According to DPI Chief Executive James Kruse, the retail real estate company has spent the time looking to “preserve, protect and renew” its 21 retail properties and two office buildings.
That includes remodeling some of its centers, which are located in California and Utah and are often anchored by grocery stores and other daily use stores.
“For a lot of our shopping centers, we’re lucky that we have grocery stores, dollar stores, Big Lots that are open and operating and doing fairly well, which anchor most of our shopping centers,” said DPI President Fred Vitt. “They’ve been paying their rent. There are a lot of small shopping centers we’re working with; we try to focus on deferrals if we can to help them out.”
Kruse said DPI has been flexible with tenants during the pandemic and, at times, has granted rent relief. Such moves, he explained, are in the best interests of both the tenants and DPI.
“It’s important to preserve tenants,” Kruse said. “If we were to lose one of our ethnic restaurants … there’s not another one of those restaurant types standing in line waiting to lease,” he said. “It’s important to preserve those people … there’s nobody else that we’re going to be able to talk to. The tenant pool is very shallow and not very populated.”
The company was founded in 1972 by Peter Doerken, who later joined forces with industry leader Allen Lynch to grow the business.
DPI’s local properties include the 445 Douglas Building in El Segundo, a property that is 100% leased; the 60,000-square-foot Norwalk Plaza Shopping Center; and the 81,000-square-foot El Dorado Shopping Center in Long Beach.
While the coronavirus has accelerated a decline in retail real estate, experts agree that grocery-anchored centers are faring better than other retail assets at the moment.
“There’s been a lot of capital attracted to these grocery-anchored centers,” CBRE Group Inc.’s Derrick Moore said.
Newmark Group’s Matt Berres added that grocery stores saw strong sales numbers during the pandemic, making centers with these stores more desirable to investors.
Another positive for DPI, according to Kruse, is the recent elevation of Vitt to the role of president.
“He’s like the Swiss army knife; he’s done it all. His appointment as president was overdue and very well deserved,” Kruse said. “He knows everything about the assets and how the company works.”
For a dozen years, Kruse added, Vitt has headed up all management within the company and has overseen leasing efforts as well.
Open to acquisitions
Open to acquisitions
“We’ve not really bought a lot, not because we don’t want to, but things are still very expensive and pricey, and the other thing is getting the financing for these acquisitions,” Kruse said.
DPI Retail has done some ground-up development, but Kruse said he prefers existing center acquisitions.
“There’s a lot of risk in the construction phase and from the ground-up part of the business,” he said. “You never know what you will encounter. We like to see what we are buying.”
DPI, Vitt added, likes to “stay in our lane.”
“That’s our expertise: redevelopment of existing product. The entitlement process can take a long time and a lot of money. We would rather go through and rehab a center,” he said.
* * * * * * *
■ WORK INSTRUCTION ■
Reproduce everything from "Newmark Group’s Matt" down to "role of president." in the article on DPI's shopping centers, word for word. The records that come next have no connection to the article on DPI's shopping centers.
* * * * * * *
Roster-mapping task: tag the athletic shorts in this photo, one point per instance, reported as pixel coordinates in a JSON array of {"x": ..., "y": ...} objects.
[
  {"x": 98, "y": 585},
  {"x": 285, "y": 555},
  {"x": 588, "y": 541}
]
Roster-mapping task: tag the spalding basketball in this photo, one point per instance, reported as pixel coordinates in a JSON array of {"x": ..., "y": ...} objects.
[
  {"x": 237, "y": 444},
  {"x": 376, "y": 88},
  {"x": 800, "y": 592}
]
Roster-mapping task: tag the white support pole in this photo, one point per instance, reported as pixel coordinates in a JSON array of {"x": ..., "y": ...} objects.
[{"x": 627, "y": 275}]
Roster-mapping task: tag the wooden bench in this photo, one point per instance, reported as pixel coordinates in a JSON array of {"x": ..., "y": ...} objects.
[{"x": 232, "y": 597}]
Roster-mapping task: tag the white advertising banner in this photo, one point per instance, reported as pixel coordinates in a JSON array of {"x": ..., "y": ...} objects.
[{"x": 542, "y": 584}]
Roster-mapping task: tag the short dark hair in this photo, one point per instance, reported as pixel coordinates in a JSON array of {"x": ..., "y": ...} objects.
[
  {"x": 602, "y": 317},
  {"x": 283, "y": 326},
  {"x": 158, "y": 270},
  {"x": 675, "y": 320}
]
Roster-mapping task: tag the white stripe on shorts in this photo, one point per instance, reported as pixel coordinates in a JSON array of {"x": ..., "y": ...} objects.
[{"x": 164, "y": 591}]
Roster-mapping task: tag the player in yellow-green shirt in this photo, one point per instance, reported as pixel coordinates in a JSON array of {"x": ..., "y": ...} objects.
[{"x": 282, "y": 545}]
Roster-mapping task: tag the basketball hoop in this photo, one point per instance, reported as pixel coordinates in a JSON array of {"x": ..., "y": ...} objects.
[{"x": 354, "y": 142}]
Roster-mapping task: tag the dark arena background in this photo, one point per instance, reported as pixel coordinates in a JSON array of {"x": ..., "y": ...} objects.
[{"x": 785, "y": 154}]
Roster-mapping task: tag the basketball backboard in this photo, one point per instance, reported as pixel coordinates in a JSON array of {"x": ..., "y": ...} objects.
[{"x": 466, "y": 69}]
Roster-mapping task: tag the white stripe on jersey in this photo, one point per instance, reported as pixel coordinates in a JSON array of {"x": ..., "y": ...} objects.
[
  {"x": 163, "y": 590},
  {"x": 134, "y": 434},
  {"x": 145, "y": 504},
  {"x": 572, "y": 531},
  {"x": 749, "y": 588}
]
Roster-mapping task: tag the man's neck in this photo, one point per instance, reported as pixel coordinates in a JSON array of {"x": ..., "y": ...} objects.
* * * * * * *
■ RESULT ■
Newmark Group’s Matt Berres added that grocery stores saw strong sales numbers during the pandemic, making centers with these stores more desirable to investors.
Another positive for DPI, according to Kruse, is the recent elevation of Vitt to the role of president.